Выбранный отрывок:
——————————

Тусовка может думать о Цое все что угодно, но его песни красноречивие всяких обывательских представлений. Мистические завоеватели — отрицательный образ всех сугубо «тусовочных» песен — обрисованы в его творениях весьма отчетливо и в самом положительном виде. То, что это именно завоеватели, а не хныкающие «бунтари»,— в том нет никаких сомнений, ибо далее по развитию сюжета начинается уже эпизод воинского «разгула» на «завоеванной территории». Герой, словно хозяин, ходит среди обывателей, нагоняя на них страх:


Эй, прохожий, проходи.
Эх! Пока не получил.


Завоеватель не ограничен никакими условными рамками, рамками обывательского мира. Он заходит туда, куда ему вздумается, не спрашивая на то никакого разрешения: «На концерты я хожу без билета». Его образ нисколько не сопоставим с образом пресловутого «бунтаря» — обратной стороны упоминавшегося усталого странника, мечтающего о покое. «Завоеватель» Цоя — это типичный агрессор, ворвавшийся сюда из другого мира. Его темная мистическая сущность еще более подчеркнута в песне «Дальше действовать будем мы». Здесь перед нами уже встают ужасающие образы воинственных пришельцев, которые, словно демонические существа, готовы ворваться в уютный мир обывателя. Пройдя испытание смертью («Мы живучи как кошки»), они приходят из царства мертвых, чтобы заявить о себе и нарушить привычный обывательский покой,— напоминая чем-то членов тайных мистических союзов, терроризировавших пугливых земледельцев:
И вот мы пришли заявить о своих правах.
Слышишь шелест плащей? Это мы!


О каких «правах», собственно, идет здесь речь? Конечно же — о господских правах завоевателей, «священных» правах военной аристократии на власть.

——————————

Задания:
A. Перепишите без изменений часть отрывка о песнях Цоя, которая открывается словами «Тусовка может думать» и заканчивается словами «Пока не получил.».
B. В какой песне, по словам отрывка о песнях Цоя, тёмная мистическая сущность завоевателя подчёркнута ещё сильнее?
C. Продолжите рассуждение о песнях Цоя, начав сразу после его последнего предложения.

Предоставленные материалы:
——————————

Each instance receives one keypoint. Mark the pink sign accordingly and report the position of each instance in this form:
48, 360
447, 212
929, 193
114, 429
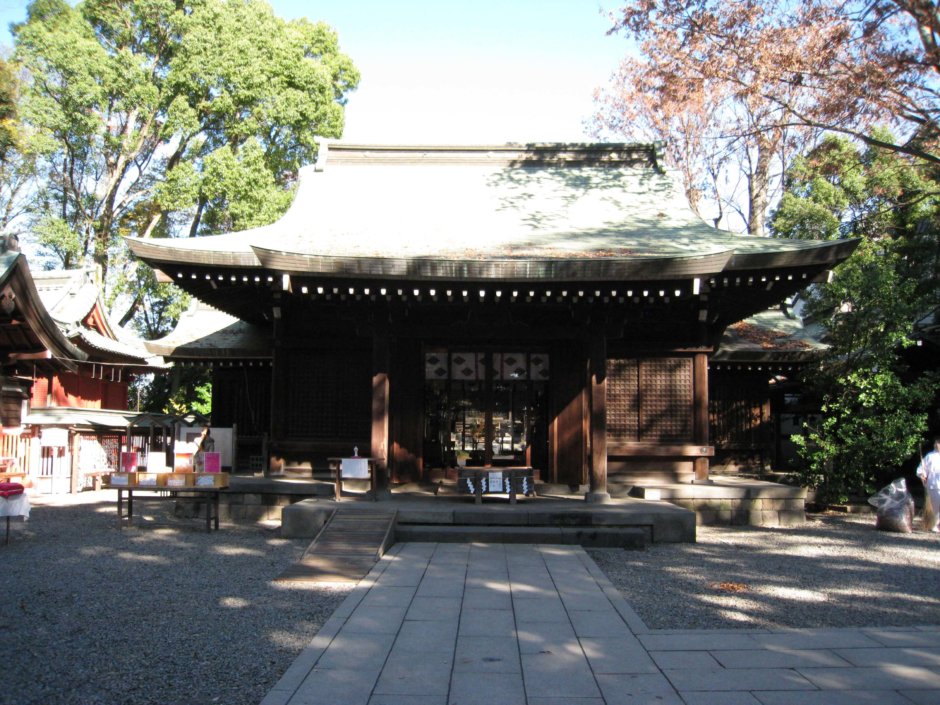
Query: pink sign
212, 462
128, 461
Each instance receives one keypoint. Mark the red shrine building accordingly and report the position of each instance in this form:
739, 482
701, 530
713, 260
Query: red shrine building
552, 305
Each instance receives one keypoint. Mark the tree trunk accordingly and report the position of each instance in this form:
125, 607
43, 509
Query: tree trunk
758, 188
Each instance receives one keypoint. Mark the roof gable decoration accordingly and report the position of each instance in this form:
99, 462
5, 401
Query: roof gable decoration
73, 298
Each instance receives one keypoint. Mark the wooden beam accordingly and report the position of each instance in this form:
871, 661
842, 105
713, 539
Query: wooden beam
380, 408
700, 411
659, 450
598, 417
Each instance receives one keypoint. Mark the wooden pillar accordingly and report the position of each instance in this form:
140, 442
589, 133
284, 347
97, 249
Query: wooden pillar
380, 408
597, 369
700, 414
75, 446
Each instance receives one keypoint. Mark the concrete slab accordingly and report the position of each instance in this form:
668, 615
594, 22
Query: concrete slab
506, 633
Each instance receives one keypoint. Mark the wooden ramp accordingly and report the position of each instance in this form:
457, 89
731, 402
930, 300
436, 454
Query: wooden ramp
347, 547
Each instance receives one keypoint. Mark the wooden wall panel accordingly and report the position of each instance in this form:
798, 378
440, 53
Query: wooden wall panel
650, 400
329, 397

——————————

Ответы к заданиям:
A.
Тусовка может думать о Цое все что угодно, но его песни красноречивие всяких обывательских представлений. Мистические завоеватели — отрицательный образ всех сугубо «тусовочных» песен — обрисованы в его творениях весьма отчетливо и в самом положительном виде. То, что это именно завоеватели, а не хныкающие «бунтари»,— в том нет никаких сомнений, ибо далее по развитию сюжета начинается уже эпизод воинского «разгула» на «завоеванной территории». Герой, словно хозяин, ходит среди обывателей, нагоняя на них страх:


Эй, прохожий, проходи.
Эх! Пока не получил.

B. В песне «Дальше действовать будем мы».

C.
Интересно, что в фильме «Игла» Виктор Цой выступает в том же амплуа воинственного пришельца (напомню, что героя фильма звали «Моро» — не «смерть» ли?). По сути здесь, так сказать, визуально раскрывалось то, о чем он параллельно вещал в своих песнях. В отличие, например, от Андрея Макаровича, который в фильме «Начни сначала» играл роль униженного поэта, который отовсюду получает удары — моральные и физические, герой «Иглы» выглядит совершенно иначе. Он ходит по городу со спокойным и несколько отрешенным видом — как господин, которому нечего бояться. Его «господская» функция обнаруживается буквально с первых шагов, когда он начинает «предъявлять счета», собирать «дань» с «местного населения». Его появление в городе вызывает настоящий переполох, нарушая безмятежную жизнь «местных». Кстати, Цой играл в «Игле» то, что хотел сам, играл самого себя — чего никогда не скрывал. Фактически, он и сыграл своего героя-завоевателя, который, как и подобает всякому настоящему агрессору, при всяком удобном случае раздает увесистые оплеухи своим противникам.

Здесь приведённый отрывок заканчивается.